(RECORD EXTRACTS begins)

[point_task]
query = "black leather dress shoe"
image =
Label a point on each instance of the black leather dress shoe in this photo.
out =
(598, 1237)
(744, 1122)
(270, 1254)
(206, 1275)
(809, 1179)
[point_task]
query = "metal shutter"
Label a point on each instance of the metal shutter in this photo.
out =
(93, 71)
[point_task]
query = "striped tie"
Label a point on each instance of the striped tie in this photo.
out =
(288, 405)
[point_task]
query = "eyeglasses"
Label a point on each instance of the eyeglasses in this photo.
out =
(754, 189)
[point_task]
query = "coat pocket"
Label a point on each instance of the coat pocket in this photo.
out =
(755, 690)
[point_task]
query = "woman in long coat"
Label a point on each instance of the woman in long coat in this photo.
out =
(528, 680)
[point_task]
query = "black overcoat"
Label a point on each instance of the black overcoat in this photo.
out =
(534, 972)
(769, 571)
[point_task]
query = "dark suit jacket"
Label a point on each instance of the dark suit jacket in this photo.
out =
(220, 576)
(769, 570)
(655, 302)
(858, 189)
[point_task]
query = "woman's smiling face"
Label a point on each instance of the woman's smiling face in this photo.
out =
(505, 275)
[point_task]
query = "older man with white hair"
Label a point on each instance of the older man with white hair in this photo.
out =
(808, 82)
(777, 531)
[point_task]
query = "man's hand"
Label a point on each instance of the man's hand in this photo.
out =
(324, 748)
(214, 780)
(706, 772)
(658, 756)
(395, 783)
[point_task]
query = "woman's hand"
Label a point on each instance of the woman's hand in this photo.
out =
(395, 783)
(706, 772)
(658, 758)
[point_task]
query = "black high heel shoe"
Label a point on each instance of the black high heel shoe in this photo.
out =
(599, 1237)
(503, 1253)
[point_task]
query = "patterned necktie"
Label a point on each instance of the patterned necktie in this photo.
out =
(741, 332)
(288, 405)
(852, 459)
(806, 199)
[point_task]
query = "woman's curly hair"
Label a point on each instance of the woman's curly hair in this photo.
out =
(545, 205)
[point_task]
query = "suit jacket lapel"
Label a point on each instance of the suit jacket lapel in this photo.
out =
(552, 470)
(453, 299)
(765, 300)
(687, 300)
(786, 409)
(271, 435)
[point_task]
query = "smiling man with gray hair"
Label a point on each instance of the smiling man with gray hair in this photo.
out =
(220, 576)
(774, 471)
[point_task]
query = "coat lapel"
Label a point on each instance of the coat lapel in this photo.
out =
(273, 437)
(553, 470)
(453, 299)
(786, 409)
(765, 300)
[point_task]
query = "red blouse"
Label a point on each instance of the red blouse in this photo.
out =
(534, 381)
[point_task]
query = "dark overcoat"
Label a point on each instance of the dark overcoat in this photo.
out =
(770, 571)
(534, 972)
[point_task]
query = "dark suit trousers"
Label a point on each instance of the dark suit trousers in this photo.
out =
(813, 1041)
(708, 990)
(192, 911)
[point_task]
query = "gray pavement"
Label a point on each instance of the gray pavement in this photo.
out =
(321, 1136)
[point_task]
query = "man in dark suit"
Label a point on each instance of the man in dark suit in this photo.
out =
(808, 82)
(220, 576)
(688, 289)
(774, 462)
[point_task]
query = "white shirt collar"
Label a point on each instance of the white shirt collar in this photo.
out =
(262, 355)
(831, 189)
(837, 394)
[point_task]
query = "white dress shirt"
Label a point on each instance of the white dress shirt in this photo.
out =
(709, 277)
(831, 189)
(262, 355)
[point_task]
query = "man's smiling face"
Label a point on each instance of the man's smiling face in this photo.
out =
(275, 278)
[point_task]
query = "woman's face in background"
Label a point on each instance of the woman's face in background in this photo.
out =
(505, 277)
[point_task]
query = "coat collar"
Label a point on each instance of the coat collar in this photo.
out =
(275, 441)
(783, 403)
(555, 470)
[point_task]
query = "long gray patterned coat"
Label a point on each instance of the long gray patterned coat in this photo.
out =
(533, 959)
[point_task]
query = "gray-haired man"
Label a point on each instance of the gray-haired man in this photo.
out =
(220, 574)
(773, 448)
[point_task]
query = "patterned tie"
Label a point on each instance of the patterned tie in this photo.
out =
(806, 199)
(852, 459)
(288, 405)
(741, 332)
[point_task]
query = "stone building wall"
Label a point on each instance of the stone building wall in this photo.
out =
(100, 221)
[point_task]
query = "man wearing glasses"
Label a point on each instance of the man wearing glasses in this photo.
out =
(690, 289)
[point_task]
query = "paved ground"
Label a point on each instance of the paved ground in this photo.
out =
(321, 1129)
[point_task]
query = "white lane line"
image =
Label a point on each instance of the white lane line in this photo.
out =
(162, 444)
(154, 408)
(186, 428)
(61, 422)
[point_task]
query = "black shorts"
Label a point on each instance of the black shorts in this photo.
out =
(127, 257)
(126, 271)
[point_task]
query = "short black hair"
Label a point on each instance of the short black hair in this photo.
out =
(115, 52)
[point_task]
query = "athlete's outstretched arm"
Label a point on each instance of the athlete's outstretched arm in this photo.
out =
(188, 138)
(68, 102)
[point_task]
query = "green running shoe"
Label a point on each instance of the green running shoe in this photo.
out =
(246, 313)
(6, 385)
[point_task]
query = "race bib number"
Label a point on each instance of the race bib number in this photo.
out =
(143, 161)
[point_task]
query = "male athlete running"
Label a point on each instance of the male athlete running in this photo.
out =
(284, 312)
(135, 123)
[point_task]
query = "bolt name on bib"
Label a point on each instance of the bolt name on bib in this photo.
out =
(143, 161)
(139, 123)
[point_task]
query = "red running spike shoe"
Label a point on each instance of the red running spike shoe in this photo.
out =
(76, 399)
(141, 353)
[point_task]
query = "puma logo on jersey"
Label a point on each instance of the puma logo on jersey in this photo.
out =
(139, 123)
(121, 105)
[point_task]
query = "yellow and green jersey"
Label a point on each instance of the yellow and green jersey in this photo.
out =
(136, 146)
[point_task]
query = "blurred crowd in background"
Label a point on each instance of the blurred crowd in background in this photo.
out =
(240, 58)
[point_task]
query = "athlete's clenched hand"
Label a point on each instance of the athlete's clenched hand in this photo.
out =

(RECORD EXTRACTS ends)

#### WHAT TO WORK ON:
Please copy the material exactly, line for line.

#### PROBLEM SOLUTION:
[point_task]
query = "black leather dress shoe"
image =
Label a point on each instance of the black leather dress shoe in this photo.
out =
(598, 1237)
(744, 1122)
(270, 1254)
(206, 1275)
(809, 1179)
[point_task]
query = "metal shutter"
Label a point on each instance of the metal shutter in this photo.
out =
(93, 71)
[point_task]
query = "striped tie"
Label a point on each instance of the striped tie in this photo.
out =
(288, 405)
[point_task]
query = "eyeglasses"
Label a point on each instance of the eyeglasses in this photo.
out =
(754, 189)
[point_task]
query = "coat pocket"
Label a point on each instance of the coat pocket in this photo.
out =
(755, 690)
[point_task]
query = "woman in long coat"
Label a point on each instance of the woman in long coat in this photo.
out =
(528, 680)
[point_task]
query = "black overcoat"
Label a point on each instance of the black overcoat in this photo.
out =
(534, 972)
(769, 571)
[point_task]
query = "dark suit jacket"
Label a point on each instance of the dark suit jacket in this photo.
out =
(220, 576)
(769, 570)
(655, 302)
(858, 189)
[point_task]
query = "woman's smiling face"
Label a point on each instance of the woman's smiling face in this photo.
out =
(505, 275)
[point_task]
query = "older man with white hair"
Label a point on each instance of the older man with white hair in this photo.
out =
(808, 82)
(777, 531)
[point_task]
query = "man's hand"
Label a point on each instance of the man's hand in this photo.
out =
(324, 748)
(214, 780)
(706, 772)
(658, 756)
(395, 783)
[point_task]
query = "woman's hand"
Label a point on each instance of the woman's hand in this photo.
out =
(395, 783)
(706, 772)
(658, 758)
[point_task]
query = "black high heel shoe"
Label a point on each instance of the black high heel shoe in this photo.
out =
(599, 1237)
(503, 1253)
[point_task]
query = "patterned necktie"
Label a point on each instance of the patterned necktie in this photo.
out =
(741, 332)
(288, 405)
(852, 459)
(806, 199)
[point_task]
query = "woman's curly hair"
Label a point on each instance of the woman's curly hair in this photo.
out =
(545, 205)
[point_task]
query = "suit jacket lapel"
Label a point on each instance of the suit jacket lapel in this photo.
out =
(552, 470)
(453, 299)
(765, 300)
(687, 300)
(786, 409)
(271, 435)
[point_task]
query = "smiling man with gray hair"
Label a point on each instance of the smiling man with gray hair in this photo.
out =
(220, 576)
(774, 471)
[point_task]
query = "coat lapel"
Label a point on each instance of the coat lapel in this photo.
out =
(273, 437)
(553, 470)
(453, 299)
(786, 409)
(765, 300)
[point_task]
query = "red blouse"
Label a point on each instance of the red blouse in this photo.
out =
(534, 381)
[point_task]
query = "dark overcoat"
Label a point on each instance of the dark overcoat in this photo.
out =
(770, 571)
(534, 972)
[point_task]
query = "dark suit trousers"
Label a point on each instance of the dark suit trousers in this photo.
out =
(813, 1041)
(708, 990)
(192, 911)
[point_task]
query = "gray pavement"
Label a point on each instance of the gray pavement in this photo.
out =
(321, 1136)
[point_task]
query = "man in dark suit"
Label a point on each instance of the man in dark suit in this photo.
out =
(808, 82)
(220, 576)
(688, 289)
(774, 462)
[point_task]
query = "white shirt collar"
Label a point on each instance of the white shirt collar in this photo.
out =
(262, 355)
(831, 189)
(837, 394)
[point_task]
query = "white dress shirt"
Label a point on each instance of the white dress shirt in this photo.
out =
(709, 277)
(831, 189)
(262, 355)
[point_task]
query = "man's smiling face"
Label a point on each instance of the man's smiling face in this photo.
out =
(275, 278)
[point_task]
query = "woman's face in background"
Label a point on each instance of the woman's face in background in this photo.
out =
(505, 277)
[point_task]
query = "coat collar"
Label a point on each instance of the coat collar in this photo.
out =
(275, 441)
(783, 403)
(555, 470)
[point_task]
query = "long gray patterned coat"
Label a point on each instance of the long gray patterned coat in this photo.
out =
(533, 959)
[point_task]
query = "gray-haired man"
Label a point on each instance of the gray-haired man in this photo.
out =
(220, 574)
(773, 448)
[point_task]
query = "patterned tie"
Label a point on each instance of the patterned tie in this photo.
out =
(806, 199)
(852, 459)
(288, 405)
(741, 332)
[point_task]
query = "stone building wall"
Label a point on each instance of the stone building wall in this photo.
out =
(100, 221)
[point_task]
query = "man wearing glasses"
Label a point on each instance of the man wearing glasses in this photo.
out =
(690, 289)
[point_task]
query = "paved ground"
Label a point on each instance of the paved ground in this photo.
out =
(321, 1129)
[point_task]
query = "white lane line"
image =
Label a point on each instance of the white lane line in this photo.
out =
(162, 444)
(154, 408)
(186, 428)
(61, 422)
[point_task]
query = "black shorts"
Label a point on each instance of the black shorts in this photo.
out =
(127, 257)
(126, 271)
[point_task]
query = "short black hair"
Label a point on each instance of the short black hair in this photo.
out =
(115, 52)
[point_task]
query = "athlete's outstretched arm"
Label a point on each instance of the athlete's outstretched arm in this photo.
out =
(188, 138)
(68, 102)
[point_task]
query = "green running shoe"
Label a point on each instance of the green running shoe in this photo.
out =
(246, 313)
(6, 385)
[point_task]
query = "race bib number"
Label a point on each instance of the race bib number in this photo.
out =
(143, 161)
[point_task]
query = "male athlete running"
Label a point on each instance of the male athlete running in this photo.
out =
(284, 312)
(135, 123)
[point_task]
query = "bolt name on bib"
Label a point on each instance of the bolt name on bib in this photo.
out =
(143, 161)
(139, 123)
[point_task]
query = "red running spike shoe"
Label a point on each instance of the red running spike shoe in this photo.
out =
(76, 399)
(141, 353)
[point_task]
query = "puma logo on jersey"
Label a point on each instance of the puma logo on jersey in this photo.
out =
(139, 123)
(121, 105)
[point_task]
query = "yellow and green jersey"
Label a point on each instance of the yellow and green jersey in this photo.
out =
(136, 146)
[point_task]
query = "blurred crowd in background"
Label a point on each instance of the blurred crowd in background in this photo.
out =
(240, 58)
[point_task]
query = "athlete's clenched hand"
Label a point on each instance of the athlete's clenched hand in this photo.
out =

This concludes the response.